---- Records shown

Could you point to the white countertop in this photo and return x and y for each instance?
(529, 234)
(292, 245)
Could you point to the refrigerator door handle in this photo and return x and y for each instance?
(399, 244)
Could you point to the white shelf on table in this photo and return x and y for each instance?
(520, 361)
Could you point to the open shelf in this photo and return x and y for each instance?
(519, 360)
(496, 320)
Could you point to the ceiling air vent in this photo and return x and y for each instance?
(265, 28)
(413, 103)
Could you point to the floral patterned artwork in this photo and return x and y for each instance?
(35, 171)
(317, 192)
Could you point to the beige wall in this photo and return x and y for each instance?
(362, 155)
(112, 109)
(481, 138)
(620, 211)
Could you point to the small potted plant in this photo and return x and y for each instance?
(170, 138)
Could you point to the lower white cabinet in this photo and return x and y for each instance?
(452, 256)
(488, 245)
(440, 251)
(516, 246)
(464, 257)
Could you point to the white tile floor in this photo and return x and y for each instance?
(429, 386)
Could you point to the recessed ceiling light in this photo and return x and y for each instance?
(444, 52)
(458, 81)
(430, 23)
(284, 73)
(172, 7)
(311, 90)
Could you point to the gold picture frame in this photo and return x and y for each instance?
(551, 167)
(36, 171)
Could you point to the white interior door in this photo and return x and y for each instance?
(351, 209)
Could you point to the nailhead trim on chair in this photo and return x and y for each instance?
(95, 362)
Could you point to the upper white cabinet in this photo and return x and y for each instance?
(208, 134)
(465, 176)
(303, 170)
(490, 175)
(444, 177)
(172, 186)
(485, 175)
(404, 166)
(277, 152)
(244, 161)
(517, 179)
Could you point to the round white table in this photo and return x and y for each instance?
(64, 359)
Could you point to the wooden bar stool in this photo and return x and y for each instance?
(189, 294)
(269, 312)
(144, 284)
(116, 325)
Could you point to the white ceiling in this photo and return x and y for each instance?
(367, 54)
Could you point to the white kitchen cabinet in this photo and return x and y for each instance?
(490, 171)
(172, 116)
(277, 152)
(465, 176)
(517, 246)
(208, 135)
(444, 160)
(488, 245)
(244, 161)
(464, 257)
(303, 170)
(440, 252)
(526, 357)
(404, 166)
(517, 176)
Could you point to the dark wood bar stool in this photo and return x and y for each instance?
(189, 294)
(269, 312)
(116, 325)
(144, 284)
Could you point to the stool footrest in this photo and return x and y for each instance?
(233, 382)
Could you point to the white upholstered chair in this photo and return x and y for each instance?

--------

§ **To do**
Return each line of the data exactly as written above.

§ **Output of the exercise**
Could you point to the white countertop in this photo and return x and y for each instance?
(529, 234)
(292, 245)
Could you point to the refrigerator door handle in this photo and return x and y for each instance?
(399, 244)
Could you point to the white shelf on table in this photo and return x and y for each instance?
(520, 361)
Could you point to the open shelf in this photo and return x and y for each instance?
(519, 360)
(496, 320)
Could you point to the ceiling air vent in this photo and return x and y for each instance?
(265, 28)
(413, 103)
Could you point to the floral patterned artwork in this photo and return x and y for each instance?
(35, 171)
(317, 192)
Could you point to the beige wall in this photo and return x and y for each instance?
(362, 155)
(112, 109)
(481, 138)
(620, 211)
Could you point to the small potted plant in this photo and return x and y for each instance?
(170, 138)
Could you point to the lower white cabinet in this photo and return x and y for each instance?
(452, 256)
(488, 245)
(440, 251)
(516, 246)
(464, 257)
Could you point to the white tile floor in this photo and return x and y for each instance?
(429, 386)
Could you point to the recessed ceiling light in this photo and return x and y for each instance?
(444, 52)
(458, 81)
(430, 23)
(284, 73)
(172, 7)
(311, 90)
Could you point to the gold picture frame in this photo and return x and y for each instance?
(551, 167)
(36, 171)
Could you point to the white interior door in this photo and return x and y for each instance?
(351, 209)
Could you point to the nailhead trim on chair in this photo and return x and y for each instance?
(95, 362)
Could you point to the upper white cabinet in this photo and return x and y for each instance?
(208, 134)
(465, 176)
(303, 170)
(490, 175)
(444, 177)
(172, 186)
(485, 175)
(404, 166)
(277, 152)
(244, 161)
(517, 179)
Could you point to the round white table in this photo and return x and y for each instance?
(64, 359)
Could you point to the wooden bar stool in this photo and return x and y for each instance?
(189, 294)
(269, 312)
(144, 284)
(116, 325)
Could you point to the white ceiling in this photo and return x and y for each instance?
(367, 54)
Could you point to the white kitchen cabinet in this photo and return x and y for each instance?
(490, 171)
(172, 116)
(277, 152)
(465, 176)
(517, 246)
(208, 135)
(444, 160)
(488, 245)
(244, 161)
(464, 257)
(303, 170)
(440, 252)
(526, 357)
(404, 166)
(517, 176)
Could you point to the dark wood bar stool in this photo and return x and y for each instance?
(189, 294)
(269, 312)
(116, 325)
(144, 284)
Could you point to the stool footrest in this photo and return x and y for each instance?
(233, 382)
Could you point to the white upholstered chair in this photo and return x and y for each instance?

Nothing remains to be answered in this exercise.